WHAT TO WORK ON ▸ Give the number of lines in the data below containing the word "clicks", with no other text.

EXTRACTED DATA ▸
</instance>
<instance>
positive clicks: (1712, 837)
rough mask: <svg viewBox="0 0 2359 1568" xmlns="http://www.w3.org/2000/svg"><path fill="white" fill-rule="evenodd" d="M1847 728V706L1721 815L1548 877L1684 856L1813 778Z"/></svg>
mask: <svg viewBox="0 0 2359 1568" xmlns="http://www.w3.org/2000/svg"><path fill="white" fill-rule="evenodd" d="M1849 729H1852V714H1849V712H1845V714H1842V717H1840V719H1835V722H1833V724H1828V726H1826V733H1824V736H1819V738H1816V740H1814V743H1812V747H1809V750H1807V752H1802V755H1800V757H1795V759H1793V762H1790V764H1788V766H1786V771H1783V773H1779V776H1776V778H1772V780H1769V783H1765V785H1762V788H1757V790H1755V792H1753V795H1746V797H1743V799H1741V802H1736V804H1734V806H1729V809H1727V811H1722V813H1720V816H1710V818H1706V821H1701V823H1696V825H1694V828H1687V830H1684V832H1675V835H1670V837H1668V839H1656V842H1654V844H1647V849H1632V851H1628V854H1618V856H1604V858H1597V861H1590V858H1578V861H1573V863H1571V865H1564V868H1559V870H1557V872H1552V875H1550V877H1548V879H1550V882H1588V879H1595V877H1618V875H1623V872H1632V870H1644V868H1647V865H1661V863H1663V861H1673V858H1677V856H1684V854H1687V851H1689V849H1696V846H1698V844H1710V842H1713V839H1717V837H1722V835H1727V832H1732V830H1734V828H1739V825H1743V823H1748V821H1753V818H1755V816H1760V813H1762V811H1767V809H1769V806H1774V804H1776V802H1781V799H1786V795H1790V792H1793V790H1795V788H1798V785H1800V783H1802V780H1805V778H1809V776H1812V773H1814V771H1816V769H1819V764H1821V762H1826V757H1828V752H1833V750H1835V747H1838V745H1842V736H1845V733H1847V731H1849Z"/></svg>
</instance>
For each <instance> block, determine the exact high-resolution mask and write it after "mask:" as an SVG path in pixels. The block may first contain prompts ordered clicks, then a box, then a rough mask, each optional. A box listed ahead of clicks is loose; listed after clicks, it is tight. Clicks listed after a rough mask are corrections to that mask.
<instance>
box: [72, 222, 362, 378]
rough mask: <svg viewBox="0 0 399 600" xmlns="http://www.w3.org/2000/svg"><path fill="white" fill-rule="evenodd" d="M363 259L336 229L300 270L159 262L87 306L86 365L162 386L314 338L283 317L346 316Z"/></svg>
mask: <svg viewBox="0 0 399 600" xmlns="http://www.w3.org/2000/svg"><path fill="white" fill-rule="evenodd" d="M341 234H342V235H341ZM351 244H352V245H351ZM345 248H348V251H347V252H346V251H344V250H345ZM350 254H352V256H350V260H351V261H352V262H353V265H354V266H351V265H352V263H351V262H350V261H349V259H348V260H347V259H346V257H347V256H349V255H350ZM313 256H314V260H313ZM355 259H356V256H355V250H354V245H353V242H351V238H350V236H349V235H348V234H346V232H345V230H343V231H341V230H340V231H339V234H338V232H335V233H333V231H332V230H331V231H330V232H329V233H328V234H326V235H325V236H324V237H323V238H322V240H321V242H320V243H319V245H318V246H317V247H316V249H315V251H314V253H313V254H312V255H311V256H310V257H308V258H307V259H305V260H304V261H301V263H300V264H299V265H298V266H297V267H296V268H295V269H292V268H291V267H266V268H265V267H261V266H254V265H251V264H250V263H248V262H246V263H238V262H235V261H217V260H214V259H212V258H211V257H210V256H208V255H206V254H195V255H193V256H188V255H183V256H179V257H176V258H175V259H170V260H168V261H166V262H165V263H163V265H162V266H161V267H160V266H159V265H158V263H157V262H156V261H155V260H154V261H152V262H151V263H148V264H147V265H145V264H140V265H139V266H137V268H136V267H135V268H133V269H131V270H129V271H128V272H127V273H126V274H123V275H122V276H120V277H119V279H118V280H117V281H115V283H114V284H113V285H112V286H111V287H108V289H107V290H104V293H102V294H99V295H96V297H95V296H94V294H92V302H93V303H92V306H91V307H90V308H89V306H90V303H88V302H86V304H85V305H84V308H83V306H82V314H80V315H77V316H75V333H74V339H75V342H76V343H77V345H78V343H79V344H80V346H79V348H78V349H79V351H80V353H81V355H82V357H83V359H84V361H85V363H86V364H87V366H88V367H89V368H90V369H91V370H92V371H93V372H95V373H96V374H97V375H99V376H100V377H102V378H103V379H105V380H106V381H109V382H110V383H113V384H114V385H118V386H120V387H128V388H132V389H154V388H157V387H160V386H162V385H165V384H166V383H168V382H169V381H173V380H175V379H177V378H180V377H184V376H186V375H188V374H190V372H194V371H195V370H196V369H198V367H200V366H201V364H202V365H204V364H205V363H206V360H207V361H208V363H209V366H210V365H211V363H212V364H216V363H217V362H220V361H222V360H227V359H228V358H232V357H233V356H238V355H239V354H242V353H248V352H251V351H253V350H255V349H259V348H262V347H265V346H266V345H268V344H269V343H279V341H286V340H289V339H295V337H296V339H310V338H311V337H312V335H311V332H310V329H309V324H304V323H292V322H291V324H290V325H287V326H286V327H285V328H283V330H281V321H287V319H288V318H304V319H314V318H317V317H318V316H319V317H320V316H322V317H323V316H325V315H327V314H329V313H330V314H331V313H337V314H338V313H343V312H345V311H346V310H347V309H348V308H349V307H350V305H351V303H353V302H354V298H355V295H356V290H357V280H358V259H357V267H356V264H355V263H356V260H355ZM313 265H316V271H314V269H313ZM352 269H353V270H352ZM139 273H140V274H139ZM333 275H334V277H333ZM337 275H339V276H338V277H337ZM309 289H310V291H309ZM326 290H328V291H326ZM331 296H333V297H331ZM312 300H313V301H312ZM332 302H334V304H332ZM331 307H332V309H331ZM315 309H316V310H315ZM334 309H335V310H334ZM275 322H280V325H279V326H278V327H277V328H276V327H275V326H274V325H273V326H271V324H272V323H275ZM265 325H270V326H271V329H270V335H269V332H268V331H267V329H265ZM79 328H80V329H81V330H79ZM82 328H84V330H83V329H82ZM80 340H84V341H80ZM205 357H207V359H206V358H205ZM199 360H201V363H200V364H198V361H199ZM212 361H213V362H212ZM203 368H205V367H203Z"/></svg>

RESPONSE TO THE TASK ▸ 2